--- begin PROVIDED RECORDS ---

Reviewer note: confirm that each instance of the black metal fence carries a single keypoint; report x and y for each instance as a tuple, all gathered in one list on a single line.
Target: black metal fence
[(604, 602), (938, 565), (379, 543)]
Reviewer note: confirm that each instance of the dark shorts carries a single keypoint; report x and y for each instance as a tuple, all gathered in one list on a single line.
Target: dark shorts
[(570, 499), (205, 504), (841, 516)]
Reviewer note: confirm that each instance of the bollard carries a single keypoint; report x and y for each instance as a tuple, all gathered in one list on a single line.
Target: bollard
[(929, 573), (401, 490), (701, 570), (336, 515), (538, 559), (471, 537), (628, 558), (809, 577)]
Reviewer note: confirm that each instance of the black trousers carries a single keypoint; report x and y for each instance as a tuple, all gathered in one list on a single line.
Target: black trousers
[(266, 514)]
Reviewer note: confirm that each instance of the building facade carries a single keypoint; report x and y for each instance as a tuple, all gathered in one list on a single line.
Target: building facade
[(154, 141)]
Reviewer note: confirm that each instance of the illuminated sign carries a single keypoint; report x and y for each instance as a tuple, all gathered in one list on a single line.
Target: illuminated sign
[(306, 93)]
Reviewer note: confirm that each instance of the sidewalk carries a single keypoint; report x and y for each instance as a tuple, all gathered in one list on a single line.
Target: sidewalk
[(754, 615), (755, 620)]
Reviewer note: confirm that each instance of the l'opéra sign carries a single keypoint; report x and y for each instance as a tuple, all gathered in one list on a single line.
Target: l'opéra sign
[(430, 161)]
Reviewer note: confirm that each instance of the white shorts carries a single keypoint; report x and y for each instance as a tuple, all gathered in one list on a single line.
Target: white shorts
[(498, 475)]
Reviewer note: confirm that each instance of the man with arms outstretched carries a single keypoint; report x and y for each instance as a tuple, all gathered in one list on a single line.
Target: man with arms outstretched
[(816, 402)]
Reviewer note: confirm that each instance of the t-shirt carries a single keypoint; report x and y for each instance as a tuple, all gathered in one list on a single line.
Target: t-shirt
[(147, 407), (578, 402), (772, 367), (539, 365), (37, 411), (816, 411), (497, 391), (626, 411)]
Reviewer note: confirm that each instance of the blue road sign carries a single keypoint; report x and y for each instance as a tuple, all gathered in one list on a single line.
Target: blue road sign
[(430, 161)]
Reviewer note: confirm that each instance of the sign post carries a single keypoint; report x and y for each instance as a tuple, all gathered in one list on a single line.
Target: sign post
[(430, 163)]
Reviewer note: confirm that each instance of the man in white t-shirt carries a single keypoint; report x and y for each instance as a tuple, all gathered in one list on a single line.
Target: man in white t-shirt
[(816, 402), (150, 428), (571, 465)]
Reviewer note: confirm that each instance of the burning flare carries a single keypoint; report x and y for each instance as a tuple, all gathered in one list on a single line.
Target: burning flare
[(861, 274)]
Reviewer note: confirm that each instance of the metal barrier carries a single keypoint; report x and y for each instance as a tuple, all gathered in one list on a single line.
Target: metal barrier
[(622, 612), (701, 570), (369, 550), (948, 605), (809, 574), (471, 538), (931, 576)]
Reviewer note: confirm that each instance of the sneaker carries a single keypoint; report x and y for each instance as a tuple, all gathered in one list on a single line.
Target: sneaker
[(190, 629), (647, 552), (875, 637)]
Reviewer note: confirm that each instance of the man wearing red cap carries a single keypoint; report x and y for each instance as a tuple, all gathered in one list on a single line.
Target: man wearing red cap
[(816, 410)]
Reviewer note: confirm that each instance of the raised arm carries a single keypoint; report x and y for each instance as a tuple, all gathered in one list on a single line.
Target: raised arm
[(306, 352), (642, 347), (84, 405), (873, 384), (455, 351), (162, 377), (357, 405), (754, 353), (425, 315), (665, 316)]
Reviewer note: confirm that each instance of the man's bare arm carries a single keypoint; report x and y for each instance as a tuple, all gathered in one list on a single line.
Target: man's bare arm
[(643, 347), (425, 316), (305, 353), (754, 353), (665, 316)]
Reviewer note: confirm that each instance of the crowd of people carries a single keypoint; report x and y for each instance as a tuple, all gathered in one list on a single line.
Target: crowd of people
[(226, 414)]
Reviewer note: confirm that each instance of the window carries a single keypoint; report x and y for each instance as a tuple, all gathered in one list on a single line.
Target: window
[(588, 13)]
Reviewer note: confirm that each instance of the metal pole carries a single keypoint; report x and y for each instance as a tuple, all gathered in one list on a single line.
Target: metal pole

--- end PROVIDED RECORDS ---

WORK TO DO: Return the entries above exactly, each one complete.

SOLUTION BELOW:
Reviewer note: confirm that each instance of the black metal fence carries a single keypoint; report x and y for each instance as a tuple, all gathered in one list on a single line.
Target: black metal fence
[(604, 602), (938, 565), (379, 543)]
Reviewer note: confirm that each instance of the dark shorts carries a single keypoint; report x and y for each instance as a tuple, all gathered in one list on a single line.
Target: dark shorts
[(570, 499), (205, 504), (841, 516)]
Reviewer note: confirm that each instance of the bollard carries a single keypoint; report x and y for each instance as a tuple, all gathered in one list on a single line.
Target: bollard
[(929, 573), (401, 490), (701, 570), (336, 515), (538, 559), (471, 537), (628, 558), (809, 577)]
Reviewer note: confirm that each instance of the black trousers carries a single keypoint; report x and y for each instance as a tuple, all gathered in one list on a single line.
Target: black trousers
[(266, 514)]
Reviewer note: confirm that each instance of the building facade carries a single keypoint; report x and y for each instance as a tuple, all gathered in one list on a single line.
Target: building facade
[(154, 141)]
Reviewer note: confirm that each instance of the illuminated sign carries a single keypoint; report x and y for each instance as a tuple, all gathered in one list on a single line.
Target: illuminated sign
[(306, 93)]
Reviewer note: confirm that each instance of the sidewalk carries a single keypoint; report x and y for each instance as a tuple, all gathered in one list on a single line.
Target: sidewalk
[(754, 615), (755, 620)]
Reviewer note: confirm that each instance of the l'opéra sign carries a single keypoint; report x and y for each instance as a tuple, all gathered in one list on a single line.
Target: l'opéra sign
[(430, 161)]
Reviewer note: confirm that each instance of the white shorts carries a single keypoint; report x and y for each instance as a tuple, all gathered in one list on a single line.
Target: white shorts
[(498, 475)]
Reviewer note: confirm that each instance of the man with arms outstretched carries a single keypoint; report x and y for each instance as a tuple, all gathered in one list on a single line.
Target: man with arms outstretched
[(816, 402)]
Reviewer note: confirm that each instance of the t-shirt carries a single keypoint; report x and y for each instance as a tuple, all gathered in one list on a single line.
Target: t-shirt
[(147, 407), (578, 402), (772, 367), (539, 365), (37, 411), (816, 411), (497, 391), (626, 411)]
Reviewer note: confirm that each instance of the blue road sign carries a single keypoint; report x and y for each instance as a tuple, all gathered in one list on a single line.
Target: blue road sign
[(430, 161)]
Reviewer note: confirm that each instance of the sign post carries a single keypoint; report x and y for each instance as a tuple, all gathered in one list on a single line.
Target: sign post
[(430, 163)]
Reviewer note: confirm that each instance of the man in white t-shirt carries a single keypoint; report x and y for each instance as a tuple, all gathered in one list on a single line.
Target: man in white t-shirt
[(816, 402), (150, 428), (571, 465)]
Reviewer note: confirm that each instance of the burning flare carries a single keypoint; report x and y for each instance as a tuple, all gathered in one list on a single line.
Target: burning flare
[(861, 274)]
Reviewer note: confirm that each instance of the metal barrier carries a single keypoint; report x and y for each instance as a tuple, all gathered in one list on a single line.
Target: metal barrier
[(622, 612), (701, 570), (369, 550), (948, 605), (809, 574), (471, 538), (931, 576)]
Reviewer note: confirm that each instance of the sneaker carries a single keypoint; report x and y for each instance as a tuple, all gathered in one list on a single line.
Target: sneaker
[(190, 629), (647, 552), (875, 637)]
Reviewer note: confirm that each instance of the man wearing red cap carries a single keypoint; report x and y for each instance as a tuple, all gathered in one list on a single line.
Target: man wearing red cap
[(816, 410)]
Reviewer note: confirm that each instance of the raised arm carries a single keypoint; report x and y for each instance as a tuple, all gathered in one list on a single line.
Target: raised arm
[(306, 352), (642, 347), (84, 405), (873, 384), (455, 351), (162, 377), (357, 405), (754, 353), (425, 315), (665, 316)]
Reviewer note: confirm that each instance of the man's bare arm carries a single keypoint; report x and y for each instance as a tuple, all gathered in one list on a single line.
Target: man's bare arm
[(643, 347), (425, 316), (305, 353), (754, 353), (665, 316)]
Reviewer note: confirm that each instance of the crowd of people carries a single keypoint; report x and y for each instance as a tuple, all gathered in one list on a single line.
Target: crowd of people
[(226, 414)]
Reviewer note: confirm that each instance of the window carries a single keypoint; report x and y for each instance as a tuple, all gathered in one list on a single line.
Target: window
[(588, 13)]
Reviewer note: confirm that each instance of the metal pole carries a single keypoint; report x and y for each instance as a tuple, all gathered in one list on a single line.
Target: metal pole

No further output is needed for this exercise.